··· Supplied data
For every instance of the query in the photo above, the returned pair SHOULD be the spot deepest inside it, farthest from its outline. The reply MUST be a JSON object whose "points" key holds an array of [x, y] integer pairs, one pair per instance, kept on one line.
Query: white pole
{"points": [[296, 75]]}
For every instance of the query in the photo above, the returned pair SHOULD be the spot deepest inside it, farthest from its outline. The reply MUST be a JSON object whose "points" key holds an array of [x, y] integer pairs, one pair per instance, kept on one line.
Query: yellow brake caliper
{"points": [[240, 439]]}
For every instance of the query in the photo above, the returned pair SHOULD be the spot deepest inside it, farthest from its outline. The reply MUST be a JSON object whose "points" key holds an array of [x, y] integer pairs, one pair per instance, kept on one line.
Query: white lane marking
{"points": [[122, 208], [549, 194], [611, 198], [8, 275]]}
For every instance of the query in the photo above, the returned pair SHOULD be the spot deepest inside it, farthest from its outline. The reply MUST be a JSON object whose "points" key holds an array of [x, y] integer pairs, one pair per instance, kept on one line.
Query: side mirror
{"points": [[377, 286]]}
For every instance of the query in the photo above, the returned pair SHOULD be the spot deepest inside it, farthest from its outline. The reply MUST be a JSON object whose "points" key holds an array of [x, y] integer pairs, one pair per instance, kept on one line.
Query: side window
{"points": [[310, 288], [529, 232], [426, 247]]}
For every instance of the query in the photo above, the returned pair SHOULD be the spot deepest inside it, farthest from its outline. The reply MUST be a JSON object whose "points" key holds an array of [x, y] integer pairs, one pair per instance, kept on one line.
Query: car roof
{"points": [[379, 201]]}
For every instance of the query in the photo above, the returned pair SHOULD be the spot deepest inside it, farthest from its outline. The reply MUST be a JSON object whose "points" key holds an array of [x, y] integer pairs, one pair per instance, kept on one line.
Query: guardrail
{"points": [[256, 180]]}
······
··· Supplied data
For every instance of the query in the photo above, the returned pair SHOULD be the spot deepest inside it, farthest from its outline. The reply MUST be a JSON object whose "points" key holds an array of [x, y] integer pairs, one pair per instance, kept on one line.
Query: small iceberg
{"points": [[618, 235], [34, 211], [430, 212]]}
······
··· Supplied data
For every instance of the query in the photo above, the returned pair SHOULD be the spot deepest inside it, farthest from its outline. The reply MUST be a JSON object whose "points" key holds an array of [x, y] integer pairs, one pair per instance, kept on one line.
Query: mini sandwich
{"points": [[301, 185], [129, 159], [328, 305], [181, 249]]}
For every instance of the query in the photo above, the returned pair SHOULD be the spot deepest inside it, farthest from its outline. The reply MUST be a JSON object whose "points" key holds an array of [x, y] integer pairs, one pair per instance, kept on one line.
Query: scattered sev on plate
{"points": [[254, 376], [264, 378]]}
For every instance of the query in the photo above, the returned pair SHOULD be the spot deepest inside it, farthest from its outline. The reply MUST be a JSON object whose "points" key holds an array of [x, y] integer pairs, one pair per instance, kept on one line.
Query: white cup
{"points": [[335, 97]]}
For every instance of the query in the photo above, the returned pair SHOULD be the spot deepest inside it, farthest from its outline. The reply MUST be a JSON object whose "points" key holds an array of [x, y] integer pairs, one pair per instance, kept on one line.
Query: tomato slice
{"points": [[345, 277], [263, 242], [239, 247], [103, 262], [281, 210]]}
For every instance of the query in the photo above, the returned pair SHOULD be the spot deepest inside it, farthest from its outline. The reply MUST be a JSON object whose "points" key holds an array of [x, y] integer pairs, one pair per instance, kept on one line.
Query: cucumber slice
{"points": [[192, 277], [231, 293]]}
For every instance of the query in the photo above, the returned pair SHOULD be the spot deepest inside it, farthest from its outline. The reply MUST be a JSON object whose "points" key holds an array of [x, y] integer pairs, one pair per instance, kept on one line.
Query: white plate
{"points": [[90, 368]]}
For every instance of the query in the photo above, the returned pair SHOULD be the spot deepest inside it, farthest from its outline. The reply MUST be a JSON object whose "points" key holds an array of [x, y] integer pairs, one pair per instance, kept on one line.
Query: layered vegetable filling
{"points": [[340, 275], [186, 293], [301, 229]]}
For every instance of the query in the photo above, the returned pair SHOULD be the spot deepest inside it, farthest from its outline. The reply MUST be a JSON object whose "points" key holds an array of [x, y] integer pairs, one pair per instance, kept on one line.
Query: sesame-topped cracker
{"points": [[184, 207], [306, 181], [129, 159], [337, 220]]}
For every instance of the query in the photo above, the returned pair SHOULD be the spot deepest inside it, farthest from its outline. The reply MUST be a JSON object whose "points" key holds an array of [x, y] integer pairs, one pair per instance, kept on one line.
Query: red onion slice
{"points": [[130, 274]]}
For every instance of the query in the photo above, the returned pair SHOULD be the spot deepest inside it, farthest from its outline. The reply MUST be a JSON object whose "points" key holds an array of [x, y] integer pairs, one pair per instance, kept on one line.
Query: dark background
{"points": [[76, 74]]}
······
# [Prompt]
Extract every line of the material above that contains the string "plate", treating case as significant.

# [Exercise answer]
Query: scattered sev on plate
Query: white plate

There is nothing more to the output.